- Opening Delimiter -
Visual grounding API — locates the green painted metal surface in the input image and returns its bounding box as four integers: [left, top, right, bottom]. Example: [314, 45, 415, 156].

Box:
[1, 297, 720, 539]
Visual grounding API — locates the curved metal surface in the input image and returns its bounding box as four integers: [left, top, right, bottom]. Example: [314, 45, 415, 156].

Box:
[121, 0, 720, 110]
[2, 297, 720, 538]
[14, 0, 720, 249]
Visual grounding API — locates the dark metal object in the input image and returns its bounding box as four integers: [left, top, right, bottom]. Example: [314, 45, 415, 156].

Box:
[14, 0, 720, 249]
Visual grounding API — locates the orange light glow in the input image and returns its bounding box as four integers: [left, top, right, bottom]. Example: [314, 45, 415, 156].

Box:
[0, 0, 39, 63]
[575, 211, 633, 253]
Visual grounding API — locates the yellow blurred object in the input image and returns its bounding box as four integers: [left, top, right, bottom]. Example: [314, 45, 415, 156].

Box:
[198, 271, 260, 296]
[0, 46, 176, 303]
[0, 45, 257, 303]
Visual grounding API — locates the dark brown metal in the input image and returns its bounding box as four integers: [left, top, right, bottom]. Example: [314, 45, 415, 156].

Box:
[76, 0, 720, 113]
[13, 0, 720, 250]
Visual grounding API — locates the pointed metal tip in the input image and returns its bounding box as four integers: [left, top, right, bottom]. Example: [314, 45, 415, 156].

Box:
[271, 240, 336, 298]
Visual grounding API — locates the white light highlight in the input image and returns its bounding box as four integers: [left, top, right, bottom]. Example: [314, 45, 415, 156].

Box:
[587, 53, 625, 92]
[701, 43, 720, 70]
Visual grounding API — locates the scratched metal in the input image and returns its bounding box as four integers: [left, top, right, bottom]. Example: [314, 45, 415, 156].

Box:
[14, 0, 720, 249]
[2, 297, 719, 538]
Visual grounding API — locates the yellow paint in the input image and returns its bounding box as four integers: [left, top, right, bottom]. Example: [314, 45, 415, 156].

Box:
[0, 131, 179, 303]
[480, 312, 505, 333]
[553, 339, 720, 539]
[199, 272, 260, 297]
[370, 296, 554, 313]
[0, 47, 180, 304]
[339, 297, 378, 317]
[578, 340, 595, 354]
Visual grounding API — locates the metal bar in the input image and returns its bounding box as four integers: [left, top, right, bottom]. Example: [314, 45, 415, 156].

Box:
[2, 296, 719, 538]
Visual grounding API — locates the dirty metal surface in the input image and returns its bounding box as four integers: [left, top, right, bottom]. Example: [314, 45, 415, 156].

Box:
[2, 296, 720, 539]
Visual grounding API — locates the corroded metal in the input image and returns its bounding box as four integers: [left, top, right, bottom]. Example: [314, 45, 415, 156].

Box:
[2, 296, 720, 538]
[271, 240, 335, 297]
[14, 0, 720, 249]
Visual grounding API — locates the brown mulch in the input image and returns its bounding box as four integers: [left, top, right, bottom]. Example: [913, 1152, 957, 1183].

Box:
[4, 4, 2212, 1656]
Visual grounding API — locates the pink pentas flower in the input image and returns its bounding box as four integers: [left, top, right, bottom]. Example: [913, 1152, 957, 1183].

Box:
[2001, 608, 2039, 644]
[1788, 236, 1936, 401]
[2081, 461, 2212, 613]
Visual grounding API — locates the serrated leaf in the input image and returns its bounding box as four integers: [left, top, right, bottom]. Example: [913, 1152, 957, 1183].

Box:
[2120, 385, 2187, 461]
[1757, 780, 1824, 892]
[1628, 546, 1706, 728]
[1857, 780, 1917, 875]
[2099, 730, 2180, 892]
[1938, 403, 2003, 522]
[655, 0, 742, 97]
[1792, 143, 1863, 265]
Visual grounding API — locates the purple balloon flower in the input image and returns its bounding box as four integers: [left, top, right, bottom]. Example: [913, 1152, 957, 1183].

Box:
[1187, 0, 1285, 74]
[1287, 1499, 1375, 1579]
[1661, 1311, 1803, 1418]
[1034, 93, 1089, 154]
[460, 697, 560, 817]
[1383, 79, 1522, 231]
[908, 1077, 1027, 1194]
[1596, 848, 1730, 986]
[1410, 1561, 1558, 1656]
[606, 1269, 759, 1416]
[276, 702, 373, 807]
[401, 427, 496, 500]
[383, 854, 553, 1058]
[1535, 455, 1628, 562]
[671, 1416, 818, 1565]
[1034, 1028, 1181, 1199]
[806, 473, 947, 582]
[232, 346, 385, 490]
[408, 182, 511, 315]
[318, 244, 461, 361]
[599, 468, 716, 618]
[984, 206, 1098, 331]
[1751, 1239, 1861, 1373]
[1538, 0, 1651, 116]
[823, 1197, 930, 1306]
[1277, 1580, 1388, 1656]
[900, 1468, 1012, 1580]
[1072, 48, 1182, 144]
- Closing Delimiter -
**Instructions to follow:** Reproduce each record shown above without altering a single word.

**Expected answer:**
Visual grounding API — locates the green painted metal surface in the input image and returns its bounding box as four integers: [left, top, right, bottom]. Example: [314, 45, 415, 156].

Box:
[1, 297, 720, 539]
Visual grounding API — locates the curved metal surface in the input image and returns its bounding box as four integers: [left, top, right, bottom]. Example: [314, 45, 415, 156].

Box:
[121, 0, 720, 110]
[2, 297, 720, 538]
[14, 0, 720, 249]
Visual grounding API — locates the dark metal object in the input image and returns its bounding box as four integers: [left, top, right, bottom]. Example: [314, 45, 415, 156].

Box:
[14, 0, 720, 249]
Visual grounding API — locates the orange light glow in the input image and returns its bounding box as four integers: [left, top, right, bottom]. Example: [314, 45, 415, 156].

Box:
[0, 0, 39, 63]
[575, 211, 633, 253]
Visual grounding API — locates the yellow blurred object in the input image and returns its bounding box as four integers: [left, top, right, bottom]. Example: [314, 45, 415, 156].

Box:
[198, 271, 260, 296]
[0, 46, 176, 303]
[0, 45, 257, 303]
Visual grounding API — locates the dark brown metal in the input image and returns its bounding box as four integers: [left, top, right, bottom]. Example: [314, 45, 415, 156].

Box:
[76, 0, 720, 113]
[13, 0, 720, 250]
Visual grounding API — locates the pointed metal tip in the input image and returns its bounding box as four integers: [left, top, right, bottom]. Example: [314, 45, 415, 156].

Box:
[271, 240, 336, 298]
Visual grounding API — locates the white light highlight in the input image and returns its bounding box as four integers: [left, top, right, bottom]. Example: [314, 45, 415, 156].

Box:
[587, 53, 625, 92]
[701, 43, 720, 70]
Visual grounding API — locates the scratched metal in the input image and returns its bounding box as four integers: [left, top, right, bottom]. Example: [314, 45, 415, 156].

Box:
[14, 0, 720, 249]
[2, 297, 719, 538]
Visual grounding API — locates the yellow paint in the input image and returns its bounding box as four integers: [left, top, right, bottom]. Example: [314, 45, 415, 156].

Box:
[0, 131, 179, 303]
[480, 312, 505, 333]
[553, 339, 720, 539]
[199, 272, 260, 297]
[370, 296, 554, 313]
[0, 47, 180, 304]
[339, 297, 378, 317]
[578, 340, 595, 354]
Visual grounding API — locates the metal bar in the input image and returns its bounding box as four integers: [left, top, right, bottom]. Example: [314, 45, 415, 156].

Box:
[2, 296, 719, 538]
Visual grounding API — locates the dirty metal surface in the input image and returns its bounding box as four integers: [left, top, right, bottom]. Example: [314, 45, 415, 156].

Box:
[2, 296, 720, 539]
Visual grounding API — locates the corroded metal in the input image and returns its bounding box as four integers: [left, top, right, bottom]. Example: [314, 45, 415, 156].

Box:
[2, 296, 720, 538]
[271, 240, 335, 297]
[14, 0, 720, 249]
Visual grounding API — locates the brown mulch in the input image and returns its bounding box as four integers: [left, top, right, bottom]. Example: [913, 1152, 957, 1183].

Box:
[4, 4, 2212, 1656]
Visual grounding API — locates the pink pentas flower in the input image and returns its bounding box as four integers: [left, top, right, bottom]. Example: [913, 1152, 957, 1183].

Box:
[2001, 608, 2039, 644]
[1788, 236, 1936, 401]
[2081, 461, 2212, 613]
Visual grounding API — locates the serrated leaf in the input image and returns its bounding box as four integers: [left, top, right, bottom]. Example: [913, 1152, 957, 1183].

Box:
[2120, 385, 2187, 461]
[1757, 780, 1824, 892]
[1628, 546, 1706, 728]
[1857, 780, 1917, 875]
[2099, 730, 2180, 892]
[1938, 403, 2003, 522]
[655, 0, 742, 97]
[1792, 143, 1863, 265]
Visual grounding API — locates the purple balloon flower in the input image and returns its bounding box as four integers: [left, top, right, bottom]. Example: [913, 1152, 957, 1183].

Box:
[1187, 0, 1285, 74]
[1287, 1499, 1375, 1579]
[1661, 1311, 1803, 1418]
[1034, 93, 1089, 154]
[460, 697, 560, 817]
[1383, 79, 1522, 231]
[908, 1077, 1027, 1194]
[1596, 848, 1730, 986]
[1410, 1561, 1558, 1656]
[606, 1269, 759, 1416]
[276, 702, 373, 807]
[401, 427, 496, 500]
[383, 854, 553, 1058]
[1535, 455, 1628, 562]
[671, 1416, 818, 1565]
[1034, 1028, 1181, 1199]
[806, 473, 947, 582]
[232, 346, 385, 490]
[408, 182, 511, 315]
[318, 244, 461, 361]
[599, 468, 716, 618]
[984, 206, 1098, 331]
[1751, 1239, 1861, 1373]
[1538, 0, 1651, 116]
[823, 1197, 930, 1306]
[1277, 1580, 1388, 1656]
[900, 1468, 1012, 1580]
[1072, 48, 1182, 144]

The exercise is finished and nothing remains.